▸ Selected excerpt:
Members of CMAC’s Salvage Dive Unit pose with a US-made Mark-82 bomb recovered yesterday from the Tonle Sap river. Photo supplied
Members of CMAC’s Salvage Dive Unit pose with a US-made Mark-82 bomb recovered yesterday from the Tonle Sap river. Photo supplied

CMAC divers haul in big, US-made bomb

A 227-kilo, US-made Mark-82 bomb was recovered from the Tonle Sap river without incident by an elite Cambodian dive team yesterday morning.

According to Mike Nisi, a former US Navy SEAL who supervised the dive, four 105mm artillery shells were also found in two river sites near Preak Pnuv, just south of Phnom Penh, over the 10-day operation.

The US-supported Cambodian Mine Action Centre (CMAC) Salvage Dive Unit consists of 11 Cambodian divers.

In yesterday’s three and half hour operation, the Cold War-era bomb, which was submerged 6-metres deep in water with “zero visibility”, was brought to the surface using a remotely inflated balloon that was attached to the ordnance by a diver, said Nisi.

▸ Listed entries:
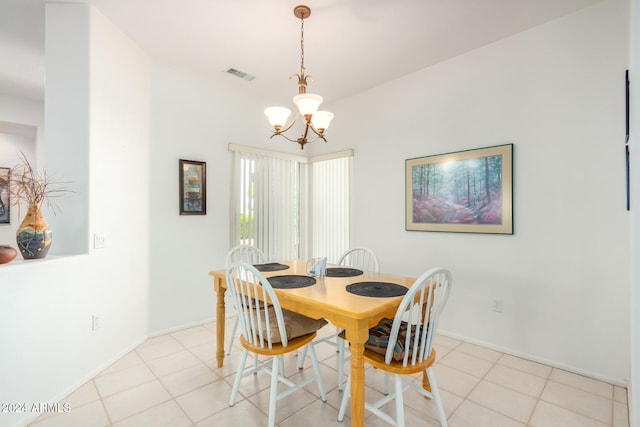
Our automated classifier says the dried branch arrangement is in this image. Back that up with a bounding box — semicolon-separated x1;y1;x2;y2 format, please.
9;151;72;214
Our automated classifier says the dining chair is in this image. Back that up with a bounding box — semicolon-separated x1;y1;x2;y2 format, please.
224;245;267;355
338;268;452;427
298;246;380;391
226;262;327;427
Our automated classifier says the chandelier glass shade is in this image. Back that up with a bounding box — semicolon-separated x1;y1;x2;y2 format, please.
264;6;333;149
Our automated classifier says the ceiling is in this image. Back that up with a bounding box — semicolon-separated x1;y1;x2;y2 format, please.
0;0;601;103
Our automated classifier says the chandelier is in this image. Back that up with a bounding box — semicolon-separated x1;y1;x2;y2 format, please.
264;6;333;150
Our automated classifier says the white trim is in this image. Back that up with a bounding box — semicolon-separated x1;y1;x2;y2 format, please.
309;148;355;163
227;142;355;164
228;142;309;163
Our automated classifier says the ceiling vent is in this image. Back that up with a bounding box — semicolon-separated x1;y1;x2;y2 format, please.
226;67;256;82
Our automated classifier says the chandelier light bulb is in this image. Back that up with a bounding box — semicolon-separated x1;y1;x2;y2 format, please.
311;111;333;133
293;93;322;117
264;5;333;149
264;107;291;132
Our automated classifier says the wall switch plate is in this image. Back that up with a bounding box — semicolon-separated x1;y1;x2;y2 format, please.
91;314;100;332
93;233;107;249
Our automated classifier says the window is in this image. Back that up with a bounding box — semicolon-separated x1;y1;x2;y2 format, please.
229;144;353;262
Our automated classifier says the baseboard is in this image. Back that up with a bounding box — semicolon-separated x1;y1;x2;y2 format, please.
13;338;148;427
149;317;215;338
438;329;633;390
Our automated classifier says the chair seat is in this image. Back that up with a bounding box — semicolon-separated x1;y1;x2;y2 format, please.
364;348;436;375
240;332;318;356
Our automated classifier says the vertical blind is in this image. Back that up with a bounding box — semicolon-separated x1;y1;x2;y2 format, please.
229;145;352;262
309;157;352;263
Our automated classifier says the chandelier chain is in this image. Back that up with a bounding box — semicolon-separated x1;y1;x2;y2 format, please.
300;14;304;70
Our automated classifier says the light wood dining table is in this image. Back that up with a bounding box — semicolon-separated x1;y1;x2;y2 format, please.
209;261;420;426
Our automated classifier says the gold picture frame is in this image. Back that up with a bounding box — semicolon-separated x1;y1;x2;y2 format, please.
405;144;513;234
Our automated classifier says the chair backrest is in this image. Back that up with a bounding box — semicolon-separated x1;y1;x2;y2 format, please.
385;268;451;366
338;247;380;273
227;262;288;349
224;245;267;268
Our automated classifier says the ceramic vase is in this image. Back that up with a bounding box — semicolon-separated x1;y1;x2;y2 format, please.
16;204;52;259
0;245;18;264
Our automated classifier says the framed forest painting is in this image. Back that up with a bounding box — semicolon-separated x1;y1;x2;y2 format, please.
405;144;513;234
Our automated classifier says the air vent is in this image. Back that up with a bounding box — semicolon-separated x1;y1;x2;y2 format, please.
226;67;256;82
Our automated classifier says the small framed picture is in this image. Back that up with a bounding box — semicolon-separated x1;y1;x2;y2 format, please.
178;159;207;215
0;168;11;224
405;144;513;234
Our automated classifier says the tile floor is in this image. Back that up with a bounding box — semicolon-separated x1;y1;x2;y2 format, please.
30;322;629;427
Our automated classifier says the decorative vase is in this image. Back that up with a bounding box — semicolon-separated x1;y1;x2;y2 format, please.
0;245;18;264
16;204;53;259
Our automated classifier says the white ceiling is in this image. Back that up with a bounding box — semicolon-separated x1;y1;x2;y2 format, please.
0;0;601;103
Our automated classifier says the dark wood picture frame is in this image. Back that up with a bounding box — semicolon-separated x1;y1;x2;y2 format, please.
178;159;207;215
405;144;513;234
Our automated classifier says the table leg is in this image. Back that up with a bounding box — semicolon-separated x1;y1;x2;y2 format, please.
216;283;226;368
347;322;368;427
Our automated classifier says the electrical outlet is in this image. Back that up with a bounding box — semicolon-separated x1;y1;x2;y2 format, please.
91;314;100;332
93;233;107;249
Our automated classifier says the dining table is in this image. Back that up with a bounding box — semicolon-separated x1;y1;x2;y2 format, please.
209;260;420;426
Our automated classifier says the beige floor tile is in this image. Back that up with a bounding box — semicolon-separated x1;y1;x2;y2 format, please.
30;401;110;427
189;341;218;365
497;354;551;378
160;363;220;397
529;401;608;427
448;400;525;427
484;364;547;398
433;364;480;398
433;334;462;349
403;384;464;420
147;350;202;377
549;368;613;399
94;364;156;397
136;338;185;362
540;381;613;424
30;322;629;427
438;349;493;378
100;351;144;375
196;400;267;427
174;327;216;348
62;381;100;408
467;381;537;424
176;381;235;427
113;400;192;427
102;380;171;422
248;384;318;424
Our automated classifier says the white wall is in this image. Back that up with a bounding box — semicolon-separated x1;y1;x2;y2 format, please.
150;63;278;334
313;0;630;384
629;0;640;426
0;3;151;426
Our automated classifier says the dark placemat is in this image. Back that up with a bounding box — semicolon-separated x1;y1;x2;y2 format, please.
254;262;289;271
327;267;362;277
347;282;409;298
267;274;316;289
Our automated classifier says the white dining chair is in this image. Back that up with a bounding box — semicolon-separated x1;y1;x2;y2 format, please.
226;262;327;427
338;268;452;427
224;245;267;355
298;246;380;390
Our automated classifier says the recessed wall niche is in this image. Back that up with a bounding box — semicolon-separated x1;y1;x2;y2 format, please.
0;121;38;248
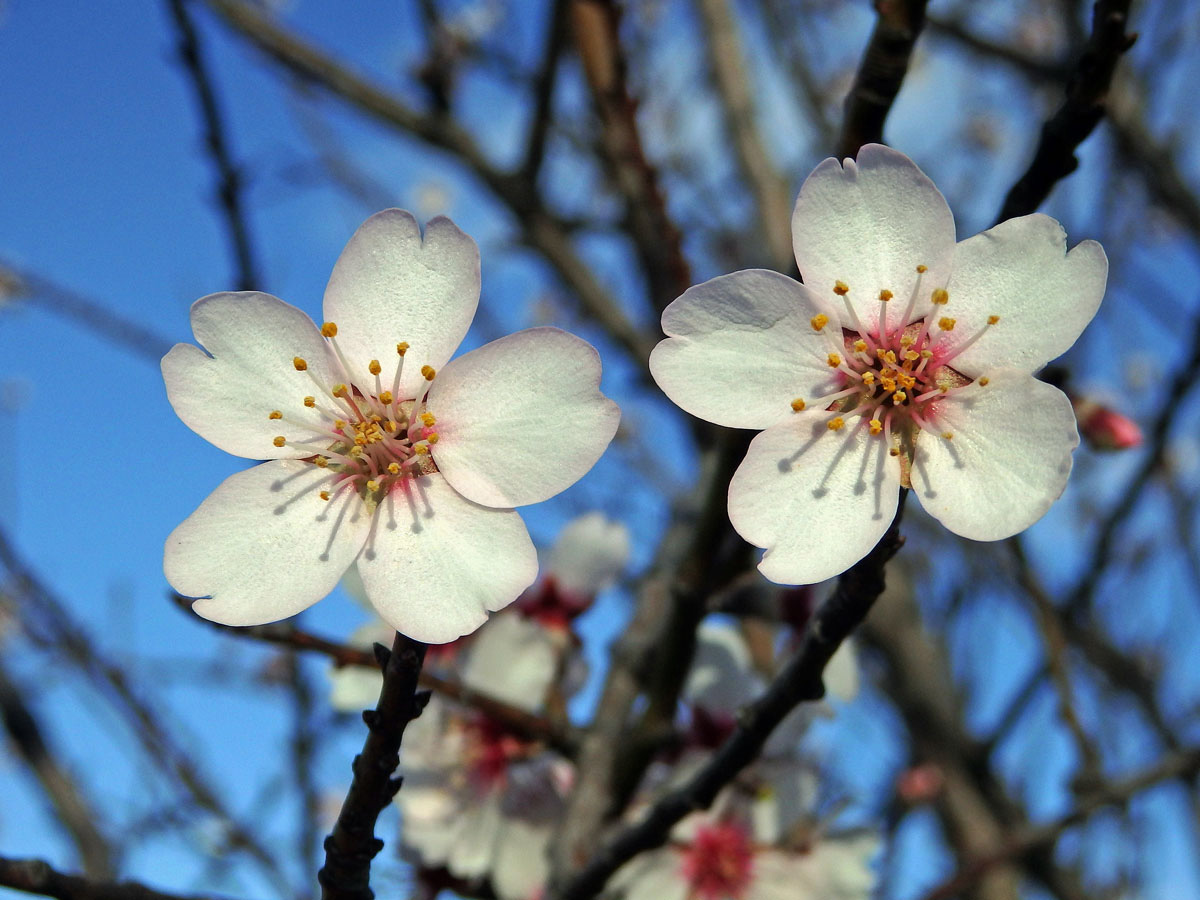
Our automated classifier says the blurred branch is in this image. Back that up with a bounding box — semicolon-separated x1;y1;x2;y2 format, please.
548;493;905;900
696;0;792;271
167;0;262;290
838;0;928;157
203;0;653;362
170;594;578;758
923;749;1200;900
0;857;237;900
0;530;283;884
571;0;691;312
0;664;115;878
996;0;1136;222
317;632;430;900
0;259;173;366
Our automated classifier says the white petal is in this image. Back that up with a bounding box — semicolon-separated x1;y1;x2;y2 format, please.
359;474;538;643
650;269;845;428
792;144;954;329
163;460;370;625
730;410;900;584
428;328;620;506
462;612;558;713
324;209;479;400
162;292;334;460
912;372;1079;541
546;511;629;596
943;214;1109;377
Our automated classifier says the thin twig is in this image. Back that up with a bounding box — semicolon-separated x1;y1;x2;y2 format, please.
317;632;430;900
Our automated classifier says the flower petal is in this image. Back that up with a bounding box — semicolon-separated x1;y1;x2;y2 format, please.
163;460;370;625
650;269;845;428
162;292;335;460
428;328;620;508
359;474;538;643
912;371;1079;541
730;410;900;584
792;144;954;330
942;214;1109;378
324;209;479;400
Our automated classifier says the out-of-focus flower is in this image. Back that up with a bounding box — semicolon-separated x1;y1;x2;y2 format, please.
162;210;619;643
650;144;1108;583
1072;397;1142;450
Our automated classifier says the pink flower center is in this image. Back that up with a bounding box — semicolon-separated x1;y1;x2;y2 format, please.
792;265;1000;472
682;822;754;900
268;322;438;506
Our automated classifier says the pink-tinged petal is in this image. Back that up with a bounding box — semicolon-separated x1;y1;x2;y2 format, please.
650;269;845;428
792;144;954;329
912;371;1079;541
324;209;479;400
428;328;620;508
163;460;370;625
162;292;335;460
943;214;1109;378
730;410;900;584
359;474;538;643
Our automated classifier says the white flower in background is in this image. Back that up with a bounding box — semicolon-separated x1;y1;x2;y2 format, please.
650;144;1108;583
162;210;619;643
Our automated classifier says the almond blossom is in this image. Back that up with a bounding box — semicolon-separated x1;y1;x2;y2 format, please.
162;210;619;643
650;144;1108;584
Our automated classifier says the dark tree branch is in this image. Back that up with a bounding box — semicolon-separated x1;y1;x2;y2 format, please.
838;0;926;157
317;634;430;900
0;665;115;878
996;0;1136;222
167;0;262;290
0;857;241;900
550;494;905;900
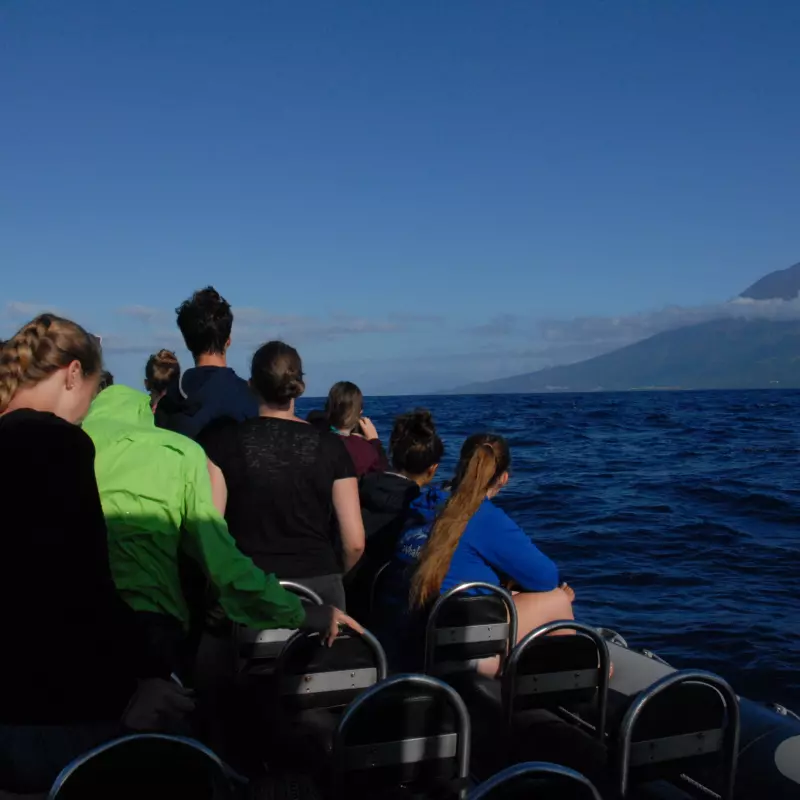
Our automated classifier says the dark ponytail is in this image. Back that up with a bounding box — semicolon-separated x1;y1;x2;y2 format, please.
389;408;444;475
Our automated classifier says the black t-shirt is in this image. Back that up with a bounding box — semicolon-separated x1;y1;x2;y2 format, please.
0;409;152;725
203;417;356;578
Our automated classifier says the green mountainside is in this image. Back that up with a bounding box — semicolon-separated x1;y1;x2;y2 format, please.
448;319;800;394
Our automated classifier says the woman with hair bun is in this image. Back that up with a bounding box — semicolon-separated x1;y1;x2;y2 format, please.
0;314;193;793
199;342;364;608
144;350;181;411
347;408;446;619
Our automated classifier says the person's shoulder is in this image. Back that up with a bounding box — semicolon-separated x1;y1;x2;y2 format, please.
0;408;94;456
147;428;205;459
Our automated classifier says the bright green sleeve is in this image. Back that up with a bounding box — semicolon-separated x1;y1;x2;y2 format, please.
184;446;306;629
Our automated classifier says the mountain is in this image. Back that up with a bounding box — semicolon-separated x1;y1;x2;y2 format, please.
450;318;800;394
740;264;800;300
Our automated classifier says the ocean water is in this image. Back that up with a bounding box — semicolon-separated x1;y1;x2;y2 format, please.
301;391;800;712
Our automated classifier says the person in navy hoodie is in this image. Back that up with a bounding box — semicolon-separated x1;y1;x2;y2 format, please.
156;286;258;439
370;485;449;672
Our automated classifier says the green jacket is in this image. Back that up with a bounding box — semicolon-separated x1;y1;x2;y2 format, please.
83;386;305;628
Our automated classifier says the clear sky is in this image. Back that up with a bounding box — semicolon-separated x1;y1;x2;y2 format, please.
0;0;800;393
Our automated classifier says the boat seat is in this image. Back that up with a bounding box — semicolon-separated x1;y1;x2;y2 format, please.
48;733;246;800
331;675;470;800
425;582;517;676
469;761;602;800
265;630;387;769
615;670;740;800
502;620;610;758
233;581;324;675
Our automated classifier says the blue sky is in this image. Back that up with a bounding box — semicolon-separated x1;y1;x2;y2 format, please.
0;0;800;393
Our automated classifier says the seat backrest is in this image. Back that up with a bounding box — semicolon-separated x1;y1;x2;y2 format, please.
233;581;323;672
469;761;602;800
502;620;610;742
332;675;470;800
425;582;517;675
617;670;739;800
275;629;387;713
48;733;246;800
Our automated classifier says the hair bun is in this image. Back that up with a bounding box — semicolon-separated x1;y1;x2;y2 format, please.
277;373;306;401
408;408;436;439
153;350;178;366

▸ Questions on the material:
- A) Do these statements agree with the article on the Tonle Sap bomb recovery? (i) The recovered bomb weighed 227 kilos. (ii) The Salvage Dive Unit is made up of 15 Cambodian divers. (iii) The bomb lay 6 meters deep in the river. Answer yes or no for each, quoting the deciding words.
- B) Continue the article on the Tonle Sap bomb recovery from its last sentence.

▸ Responses to the exercise:
- A)
(i) Yes: "A 227-kilo, US-made Mark-82 bomb"
(ii) No: "consists of 11 Cambodian divers"
(iii) Yes: "submerged 6-metres deep in water"

- B)
The bomb was then hooked to a cable and pulled to shore by car, allowing the team to keep a 200-metre distance.

Nisi said CMAC learned of the bomb through local fishermen, who had been snagging their nets on the leftover ordnance.

According to Allen Tan, country manager for the Golden West Humanitarian Foundation, a US demining group that supports CMAC, the ordnance likely belonged to forces fighting for the US-backed Lon Nol regime.

Each of the recovered explosives was missing a fuse, said Tan, which suggested that – at least in the case of the artillery shells – they were being transported by boat before being lost.

The recovered UXO have been transferred to CMAC’s headquarters in Kampong Chhnang for disposal, he said.